PAGE TEXT:
---------------
Good day, ladies and gentlemen, and welcome to the Cementos Pacasmayo Third Quarter 2020 Earnings Conference Call. After the presentation, there will be a question-and-answer session. [Operator Instructions] At this time, it's my pleasure to turn the floor over to Ms. Claudia Bustamante, Investor Relations Manager. Ma'am, the floor is yours.

Claudia Bustamante

Analyst

Thank you, Tom. Good morning, everyone. Joining me on the call today is Mr. Humberto Nadal, our Chief Executive Officer and Mr. Manuel Ferreyros, our Chief Financial Officer. Mr. Nadal will begin our call with an overview of the quarter focusing primarily on our strategic outlook for the short term and medium term. Mr. Ferreyros will then follow with additional commentary on our financial results. We'll then turn the call over to your questions. Please note that this call will include certain forward-looking statements. These statements relate to expectations, beliefs, projections, strength and other matters that are not historical facts and are therefore subject to risks and uncertainties that might affect future events or results. Descriptions of these risks are set forth in the Company's regulatory filings. With that, I'd now like to turn the floor over to Mr. Humberto Nadal.
---------------
(Referring expression data)
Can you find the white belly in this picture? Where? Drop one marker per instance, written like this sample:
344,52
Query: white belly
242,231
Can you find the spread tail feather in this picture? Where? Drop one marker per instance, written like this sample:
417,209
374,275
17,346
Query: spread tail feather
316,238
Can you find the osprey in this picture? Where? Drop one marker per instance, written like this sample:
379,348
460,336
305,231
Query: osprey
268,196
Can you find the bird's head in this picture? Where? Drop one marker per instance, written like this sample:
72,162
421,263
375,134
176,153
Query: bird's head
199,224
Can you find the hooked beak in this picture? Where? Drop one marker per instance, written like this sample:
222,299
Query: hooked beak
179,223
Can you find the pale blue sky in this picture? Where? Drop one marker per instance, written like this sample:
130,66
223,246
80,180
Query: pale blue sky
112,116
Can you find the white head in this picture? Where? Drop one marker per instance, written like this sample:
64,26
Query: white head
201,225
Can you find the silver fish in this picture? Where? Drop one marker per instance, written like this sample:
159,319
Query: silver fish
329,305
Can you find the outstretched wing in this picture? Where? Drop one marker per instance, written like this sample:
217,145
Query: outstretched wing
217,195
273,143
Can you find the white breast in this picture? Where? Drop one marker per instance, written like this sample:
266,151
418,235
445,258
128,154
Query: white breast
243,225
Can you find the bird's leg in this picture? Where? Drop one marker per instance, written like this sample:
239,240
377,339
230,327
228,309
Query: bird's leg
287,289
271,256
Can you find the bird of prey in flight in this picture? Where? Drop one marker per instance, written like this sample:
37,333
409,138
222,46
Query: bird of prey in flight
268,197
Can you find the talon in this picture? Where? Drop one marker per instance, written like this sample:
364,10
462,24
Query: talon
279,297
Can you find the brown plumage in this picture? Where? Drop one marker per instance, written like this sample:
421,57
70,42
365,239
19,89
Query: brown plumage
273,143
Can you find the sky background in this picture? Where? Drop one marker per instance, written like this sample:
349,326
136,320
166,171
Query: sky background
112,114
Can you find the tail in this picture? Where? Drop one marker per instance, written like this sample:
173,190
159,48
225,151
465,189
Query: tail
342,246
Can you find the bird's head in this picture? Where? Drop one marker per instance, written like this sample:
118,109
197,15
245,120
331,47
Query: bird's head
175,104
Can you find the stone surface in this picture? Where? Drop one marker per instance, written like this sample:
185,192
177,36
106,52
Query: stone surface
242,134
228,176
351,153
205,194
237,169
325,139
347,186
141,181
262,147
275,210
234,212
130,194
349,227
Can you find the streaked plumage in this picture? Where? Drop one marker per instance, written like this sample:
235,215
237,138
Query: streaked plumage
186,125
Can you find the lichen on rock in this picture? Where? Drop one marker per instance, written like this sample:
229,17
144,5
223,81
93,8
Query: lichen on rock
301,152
---------------
GOAL OF THE EXERCISE: Reproduce the passage of the earnings call transcript between "Thank you, Tom." and "Mr. Humberto Nadal.", inclusive.

ANSWER BOX:
Thank you, Tom. Good morning, everyone. Joining me on the call today is Mr. Humberto Nadal, our Chief Executive Officer and Mr. Manuel Ferreyros, our Chief Financial Officer. Mr. Nadal will begin our call with an overview of the quarter focusing primarily on our strategic outlook for the short term and medium term. Mr. Ferreyros will then follow with additional commentary on our financial results. We'll then turn the call over to your questions. Please note that this call will include certain forward-looking statements. These statements relate to expectations, beliefs, projections, strength and other matters that are not historical facts and are therefore subject to risks and uncertainties that might affect future events or results. Descriptions of these risks are set forth in the Company's regulatory filings. With that, I'd now like to turn the floor over to Mr. Humberto Nadal.